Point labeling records
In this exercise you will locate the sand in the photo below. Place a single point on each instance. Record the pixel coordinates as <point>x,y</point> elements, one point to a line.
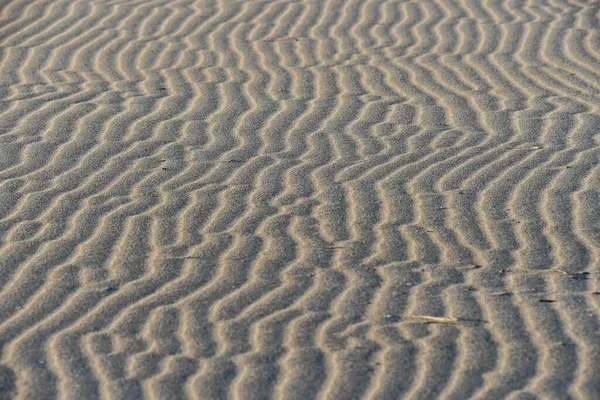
<point>300,199</point>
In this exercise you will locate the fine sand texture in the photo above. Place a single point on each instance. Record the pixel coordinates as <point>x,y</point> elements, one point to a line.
<point>300,199</point>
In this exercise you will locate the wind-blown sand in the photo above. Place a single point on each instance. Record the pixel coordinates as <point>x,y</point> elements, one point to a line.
<point>329,199</point>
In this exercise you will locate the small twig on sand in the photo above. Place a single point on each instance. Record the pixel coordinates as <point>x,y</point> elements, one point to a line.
<point>435,320</point>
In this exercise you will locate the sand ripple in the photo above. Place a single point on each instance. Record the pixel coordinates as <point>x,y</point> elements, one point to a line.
<point>299,199</point>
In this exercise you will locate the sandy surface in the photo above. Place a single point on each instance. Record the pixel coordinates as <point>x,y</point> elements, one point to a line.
<point>328,199</point>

- [JOB]:
Convert the records above into a two-column CSV with the columns request and answer, giving one row per request with its text and its answer, each in a single quoted field with line breaks replaced by spaces. Cover every record and leave the pictures out.

- [TASK RESPONSE]:
request,answer
"In this exercise you will locate the sand in the photo below. Place a single point on each instance. Record the pixel coordinates as <point>x,y</point> elements, one point to a line.","<point>300,199</point>"
"In this exercise you will locate the fine sand texture in the photo above. Place a single point on each instance. Record the pixel coordinates as <point>x,y</point> elements, one point to a line.","<point>300,199</point>"
"In this exercise you will locate the wind-blown sand in the photo above. Place a single point on each instance. Record the pixel coordinates as <point>x,y</point> elements, one point to a line.","<point>329,199</point>"
"In this exercise you will locate the small twig on sand in the photo above. Place a single point on each instance. Record the pixel coordinates as <point>x,y</point> elements, one point to a line.","<point>435,320</point>"
"In this exercise you will locate the sand ripple in the photo above. Place a single point on each instance. Record the pixel coordinates as <point>x,y</point> elements, one point to a line.","<point>299,199</point>"
"In this exercise you will locate the sandy surface in the photo above. Place a single point on each instance. Record the pixel coordinates as <point>x,y</point> elements, one point to a line.","<point>328,199</point>"